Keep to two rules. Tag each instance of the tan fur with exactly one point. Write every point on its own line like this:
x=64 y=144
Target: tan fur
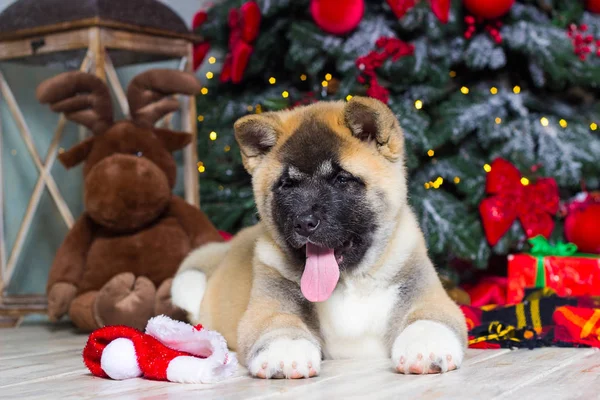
x=253 y=296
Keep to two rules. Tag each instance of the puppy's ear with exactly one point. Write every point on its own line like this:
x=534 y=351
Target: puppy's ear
x=256 y=135
x=372 y=121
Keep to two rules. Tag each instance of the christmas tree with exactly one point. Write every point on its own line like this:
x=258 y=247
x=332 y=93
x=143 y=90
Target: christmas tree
x=470 y=81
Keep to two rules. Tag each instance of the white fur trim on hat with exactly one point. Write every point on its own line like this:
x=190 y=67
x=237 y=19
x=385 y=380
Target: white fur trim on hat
x=119 y=360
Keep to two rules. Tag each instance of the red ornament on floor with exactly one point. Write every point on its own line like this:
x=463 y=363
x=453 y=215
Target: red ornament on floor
x=593 y=6
x=582 y=225
x=337 y=17
x=488 y=9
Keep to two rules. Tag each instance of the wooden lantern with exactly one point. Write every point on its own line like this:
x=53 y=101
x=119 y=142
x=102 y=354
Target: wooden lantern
x=95 y=36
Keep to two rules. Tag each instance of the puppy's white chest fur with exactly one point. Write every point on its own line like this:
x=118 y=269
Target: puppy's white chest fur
x=354 y=320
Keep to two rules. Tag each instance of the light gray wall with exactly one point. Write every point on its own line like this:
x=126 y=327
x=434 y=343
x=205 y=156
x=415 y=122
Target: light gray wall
x=20 y=173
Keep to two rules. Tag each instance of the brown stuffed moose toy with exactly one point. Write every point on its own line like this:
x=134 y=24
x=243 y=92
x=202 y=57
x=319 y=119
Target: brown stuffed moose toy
x=115 y=266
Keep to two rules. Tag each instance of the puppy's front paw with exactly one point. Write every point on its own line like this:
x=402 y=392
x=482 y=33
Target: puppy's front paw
x=287 y=358
x=426 y=347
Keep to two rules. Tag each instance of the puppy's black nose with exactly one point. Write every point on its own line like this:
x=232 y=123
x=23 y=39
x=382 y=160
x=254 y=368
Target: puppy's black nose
x=306 y=224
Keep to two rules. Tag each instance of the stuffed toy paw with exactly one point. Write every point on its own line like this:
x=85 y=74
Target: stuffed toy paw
x=169 y=350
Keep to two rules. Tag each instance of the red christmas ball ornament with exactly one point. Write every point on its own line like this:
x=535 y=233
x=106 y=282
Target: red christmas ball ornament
x=489 y=9
x=593 y=6
x=582 y=225
x=337 y=17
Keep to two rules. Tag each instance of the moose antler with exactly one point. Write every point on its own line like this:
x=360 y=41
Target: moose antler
x=83 y=97
x=149 y=94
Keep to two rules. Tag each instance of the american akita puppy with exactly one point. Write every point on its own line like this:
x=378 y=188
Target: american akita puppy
x=338 y=266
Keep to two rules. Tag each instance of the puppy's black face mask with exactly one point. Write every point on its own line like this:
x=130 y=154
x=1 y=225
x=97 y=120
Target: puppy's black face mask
x=315 y=201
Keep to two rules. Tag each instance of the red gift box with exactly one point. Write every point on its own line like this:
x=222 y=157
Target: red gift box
x=558 y=267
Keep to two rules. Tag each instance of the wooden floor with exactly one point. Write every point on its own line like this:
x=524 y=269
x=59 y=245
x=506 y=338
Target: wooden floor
x=44 y=362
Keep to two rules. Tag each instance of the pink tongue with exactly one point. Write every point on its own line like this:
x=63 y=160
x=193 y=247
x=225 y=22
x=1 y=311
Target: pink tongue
x=321 y=273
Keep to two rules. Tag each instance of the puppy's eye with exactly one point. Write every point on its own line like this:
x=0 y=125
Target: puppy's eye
x=342 y=179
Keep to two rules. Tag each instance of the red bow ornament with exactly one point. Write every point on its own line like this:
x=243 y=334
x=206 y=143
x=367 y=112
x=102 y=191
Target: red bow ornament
x=200 y=49
x=244 y=24
x=440 y=8
x=514 y=197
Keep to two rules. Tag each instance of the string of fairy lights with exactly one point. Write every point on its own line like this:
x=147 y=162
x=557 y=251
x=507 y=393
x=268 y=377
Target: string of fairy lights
x=418 y=104
x=544 y=121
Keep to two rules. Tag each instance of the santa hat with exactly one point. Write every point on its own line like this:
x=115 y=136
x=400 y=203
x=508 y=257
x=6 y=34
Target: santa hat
x=169 y=350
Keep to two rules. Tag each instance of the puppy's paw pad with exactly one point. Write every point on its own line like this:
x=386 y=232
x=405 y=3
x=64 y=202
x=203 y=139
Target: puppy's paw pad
x=441 y=346
x=286 y=358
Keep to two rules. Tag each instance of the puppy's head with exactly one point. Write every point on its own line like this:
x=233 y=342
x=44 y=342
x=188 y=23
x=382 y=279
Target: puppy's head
x=329 y=182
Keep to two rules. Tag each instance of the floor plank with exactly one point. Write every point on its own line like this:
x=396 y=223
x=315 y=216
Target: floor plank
x=579 y=379
x=36 y=361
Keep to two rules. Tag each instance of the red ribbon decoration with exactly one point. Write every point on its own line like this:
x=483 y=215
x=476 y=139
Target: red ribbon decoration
x=534 y=204
x=244 y=24
x=440 y=8
x=200 y=49
x=391 y=47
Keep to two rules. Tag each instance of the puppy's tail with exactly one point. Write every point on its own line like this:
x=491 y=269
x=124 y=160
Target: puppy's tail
x=189 y=284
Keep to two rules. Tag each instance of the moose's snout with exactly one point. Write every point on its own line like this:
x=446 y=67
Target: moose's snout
x=125 y=192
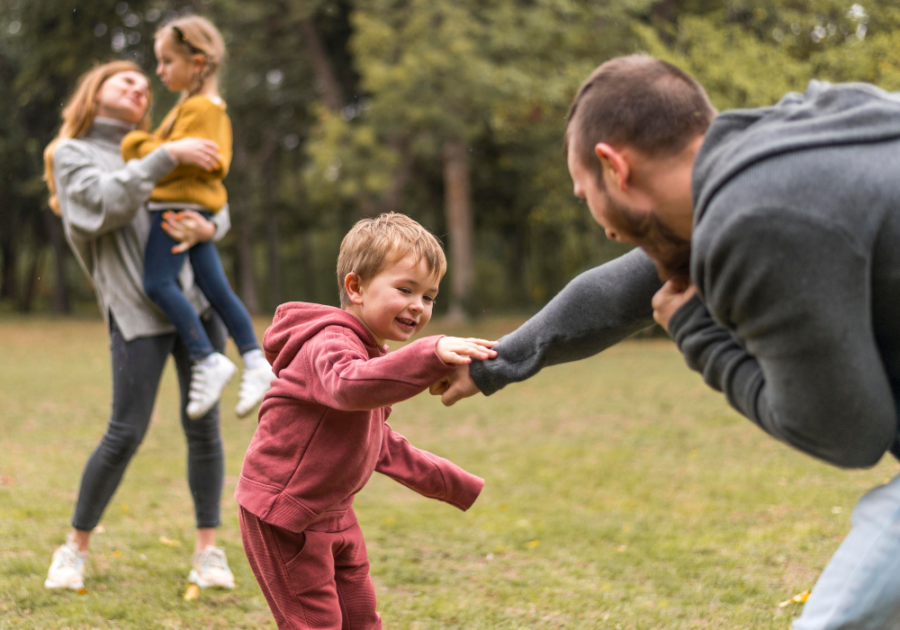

> Exercise description: In the copy, keep every line of the data above exactly and drop each picture.

> Exercise response:
Keep to two rules. Tag each instance of the tan fur with exactly one point. Write every point on its own line like this:
x=64 y=144
Target: tan fur
x=253 y=296
Keep to two rules. Tag each instance of the puppy's ear with exactly one point. Write every point on its own line like this:
x=534 y=351
Target: puppy's ear
x=256 y=135
x=372 y=121
Keep to two rules. Tag each instance of the christmas tree with exactly one point. Write every point on its own line like this:
x=258 y=247
x=332 y=93
x=143 y=90
Target: christmas tree
x=470 y=81
Keep to two rules. Tag each instance of the white fur trim on hat with exactly one point. Write every point on its own line like this:
x=190 y=67
x=237 y=19
x=385 y=380
Target: white fur trim on hat
x=119 y=360
Keep to two rules. Tag each instance of the red ornament on floor with exactly one point. Write every point on its own line like this:
x=463 y=363
x=453 y=215
Target: red ornament on floor
x=593 y=6
x=582 y=225
x=337 y=17
x=488 y=9
Keep to two rules. Tag each instance of the wooden lantern with exactly one point. Write every point on its own line like this:
x=53 y=101
x=119 y=142
x=102 y=354
Target: wooden lantern
x=95 y=36
Keep to two rules. Tag each instance of the puppy's white chest fur with exactly one point. Write every point on its own line like this:
x=118 y=269
Target: puppy's white chest fur
x=354 y=320
Keep to two rules. Tag each instance of the light gray wall with exactly one point. Write every point on its own line like this:
x=126 y=327
x=434 y=343
x=205 y=156
x=415 y=122
Target: light gray wall
x=20 y=173
Keep to two rules. Tag each instance of the brown stuffed moose toy with exactly one point. Write every point on its own line like this:
x=134 y=24
x=243 y=92
x=202 y=57
x=319 y=119
Target: brown stuffed moose toy
x=115 y=266
Keep to two rules. Tag each instance of the puppy's front paw with exactly one point. Write every point on its own line like this:
x=402 y=392
x=482 y=33
Target: puppy's front paw
x=287 y=358
x=426 y=347
Keep to two rules. Tag each instance of the puppy's black nose with exactly one point. Write every point on its own line like this:
x=232 y=123
x=23 y=39
x=382 y=160
x=254 y=368
Target: puppy's black nose
x=306 y=224
Keep to two rules. Tag each instance of the stuffed toy paw with exactly one point. Write every point on its own line like this:
x=85 y=74
Target: stuffed toy paw
x=169 y=350
Keep to two rules. Tag each instance of the red christmas ball ornament with exactly one point. Write every point on its own line like this:
x=535 y=233
x=106 y=282
Target: red christmas ball ornament
x=489 y=9
x=593 y=6
x=582 y=225
x=337 y=17
Keep to two rules. Tag each instance of the moose antler with exactly one point. Write every point on its own line like this:
x=360 y=41
Target: moose antler
x=83 y=97
x=149 y=94
Keep to two rules. Tag each instance of the american akita puppy with exactly one point. Write every point on its own line like this:
x=378 y=188
Target: american akita puppy
x=338 y=266
Keep to two rules. Tag each instance of the puppy's black face mask with exactly one point. Write every point on its own line like this:
x=130 y=154
x=1 y=225
x=97 y=120
Target: puppy's black face mask
x=315 y=201
Keep to two rules. Tag each instance of the red gift box with exactly one point. Write every point on its own line like this:
x=222 y=157
Target: red gift box
x=558 y=267
Keep to two rules. Tag each instance of the wooden floor with exactly one point. Write every point on its own line like this:
x=524 y=269
x=59 y=245
x=506 y=338
Target: wooden floor
x=44 y=362
Keep to two rules. Tag each instance of the pink tongue with exactly one point. Write every point on its own line like this:
x=63 y=160
x=193 y=247
x=225 y=22
x=1 y=311
Target: pink tongue
x=321 y=273
Keep to two rules. Tag each instance of the puppy's eye with exactly one point. Write every point on its own line like this:
x=0 y=125
Target: puppy's eye
x=342 y=179
Keep to two rules. Tag each instance of the red bow ornament with exactly one point. Write every point on its own line like this:
x=243 y=334
x=206 y=143
x=367 y=112
x=102 y=191
Target: red bow ornament
x=200 y=49
x=244 y=24
x=440 y=8
x=514 y=197
Keep to two rules. Tag each instance of the string of fairy lights with exactly one point. Write every point on its own line like this:
x=147 y=162
x=557 y=251
x=507 y=393
x=268 y=377
Target: string of fairy lights
x=418 y=104
x=544 y=121
Keep to two rules. Tag each instance of the santa hat with exactly one point. Write every point on its own line like this:
x=115 y=136
x=400 y=203
x=508 y=257
x=6 y=34
Target: santa hat
x=169 y=350
Keep to two rules. Tag each instance of the puppy's paw pad with exactly one point. Write every point on its own line like this:
x=386 y=232
x=405 y=3
x=64 y=202
x=203 y=139
Target: puppy's paw pad
x=441 y=346
x=286 y=358
Keep to two rules. Tag each instance of the puppy's head with exactly one point. Write every point on its own line like this:
x=233 y=342
x=44 y=342
x=188 y=23
x=382 y=279
Target: puppy's head
x=329 y=182
Keep to two rules. Tag each instance of the floor plank with exactly one point. Write every point on its own line like this:
x=396 y=223
x=315 y=216
Target: floor plank
x=579 y=379
x=36 y=361
Keep to two rules. Tag each instance of the red ribbon decoration with exactly one point. Write every point on its own line like this:
x=483 y=215
x=476 y=139
Target: red ribbon decoration
x=534 y=204
x=244 y=24
x=440 y=8
x=200 y=49
x=391 y=47
Keep to two rules. Tag each instance of the puppy's tail with exactly one point. Write every point on its own line like this:
x=491 y=269
x=124 y=160
Target: puppy's tail
x=189 y=284
Keep to two rules. Tag each instance of the moose's snout with exactly one point. Write every point on its own line like this:
x=446 y=67
Target: moose's snout
x=125 y=192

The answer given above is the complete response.